▶ **EXERCISE DESCRIPTION**: Please retype every record exactly as it appears, omitting the pictures.

▶ **DATA FOR ANALYSIS**:
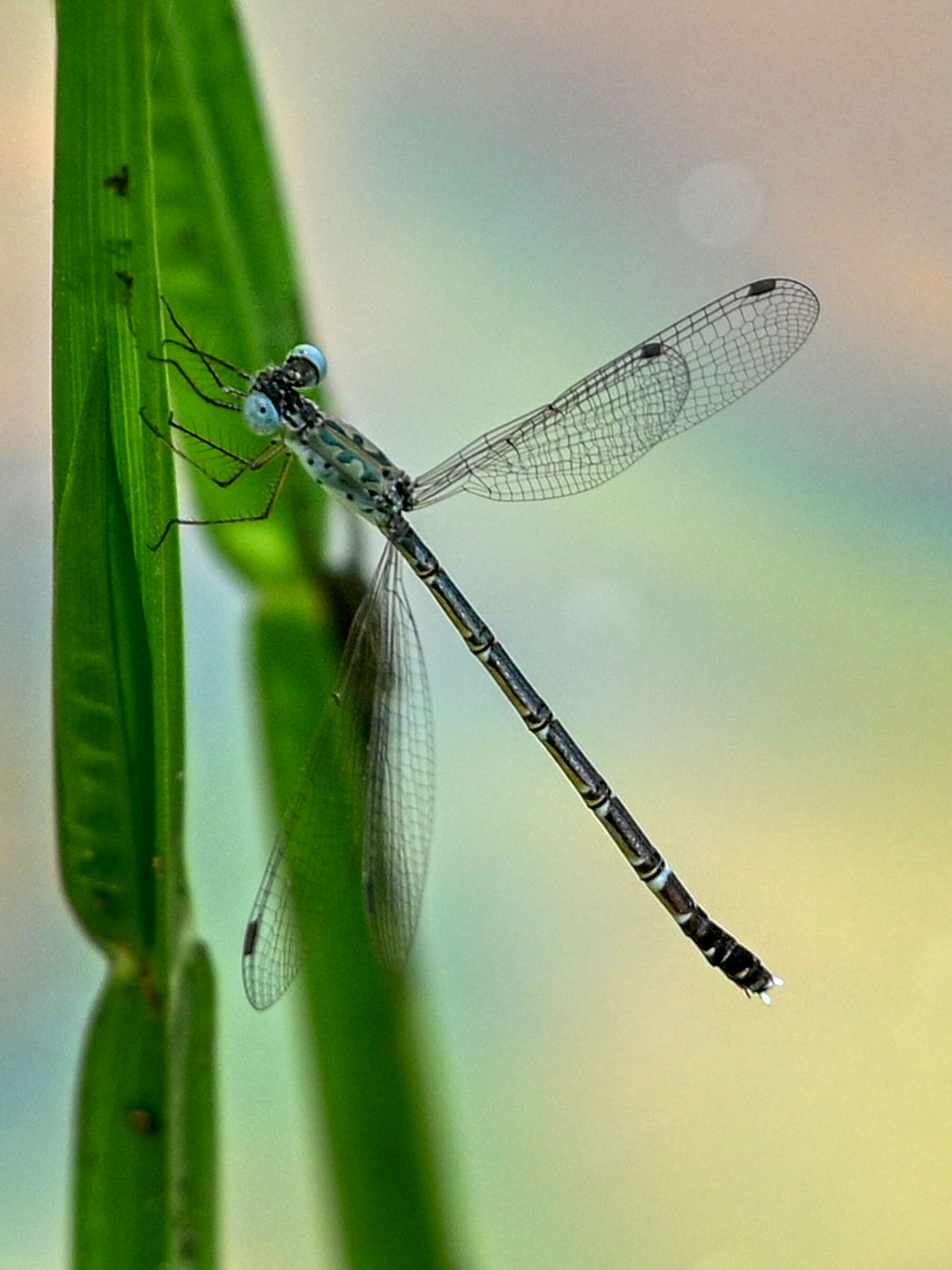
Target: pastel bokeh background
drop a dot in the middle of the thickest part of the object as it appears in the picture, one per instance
(749, 632)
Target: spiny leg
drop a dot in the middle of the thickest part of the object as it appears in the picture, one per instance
(245, 465)
(236, 520)
(207, 359)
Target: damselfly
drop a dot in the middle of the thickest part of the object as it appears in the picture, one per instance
(376, 729)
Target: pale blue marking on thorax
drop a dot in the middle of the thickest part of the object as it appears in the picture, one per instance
(348, 465)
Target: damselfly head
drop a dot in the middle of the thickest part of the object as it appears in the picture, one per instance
(308, 364)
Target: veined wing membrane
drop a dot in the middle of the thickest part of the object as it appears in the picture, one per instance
(616, 414)
(367, 783)
(399, 804)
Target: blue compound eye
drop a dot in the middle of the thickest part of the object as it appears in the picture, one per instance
(261, 413)
(318, 364)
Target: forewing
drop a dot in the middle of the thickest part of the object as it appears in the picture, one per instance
(616, 414)
(399, 808)
(325, 817)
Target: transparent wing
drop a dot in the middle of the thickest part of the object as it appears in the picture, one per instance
(606, 422)
(363, 765)
(399, 807)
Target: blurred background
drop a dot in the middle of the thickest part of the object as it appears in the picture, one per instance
(749, 632)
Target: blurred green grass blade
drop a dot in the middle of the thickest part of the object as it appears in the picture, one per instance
(226, 270)
(118, 670)
(121, 1201)
(226, 262)
(192, 1097)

▶ **SOLUTION FOR THIS EXERCISE**:
Target: pastel bokeh background
drop a dot in the middle of the thickest part of the object as it appears in the picture, one per instance
(749, 632)
Target: spiny leg
drop a dot in the middle of the thickest part of the object as it appears in the picture, one per instance
(245, 465)
(236, 520)
(207, 359)
Target: damselfly
drop a dot in the middle of the thickest part of the object as it appears in the picture, one per instance
(376, 729)
Target: pale blue marking on thorax
drop a dot in the middle of the thickest part of the object as it appears in the picture, one per instance
(348, 465)
Target: damselfly head
drop a dot in the middle of the thickest part of the object as it appears in the picture, one per instance
(308, 364)
Target: veined wing membrane
drop a dot in the middle of the thickest part of the object as it appears in the picture, one per instance
(616, 414)
(367, 783)
(399, 804)
Target: blue compound eye
drop a dot in the middle of the thickest part of the object as it appears in the picture, one per instance
(261, 413)
(318, 364)
Target: forewing
drop a dot in the middle of the thickest part of the object as it appears in the picture, one per instance
(616, 414)
(399, 808)
(325, 817)
Target: transparent wing
drop a dot in the middle of the thickest part of the object as it appears in the picture, one per instance
(606, 422)
(363, 765)
(399, 807)
Target: blurred background
drop a dot in the middle of the thickest part of the object as it appears in the picture, one per instance
(749, 632)
Target: blurred green grass blade
drop a dot in the middle of the thickest part of the object as it appears in the picture, one per instance
(226, 270)
(118, 670)
(121, 1201)
(226, 262)
(192, 1097)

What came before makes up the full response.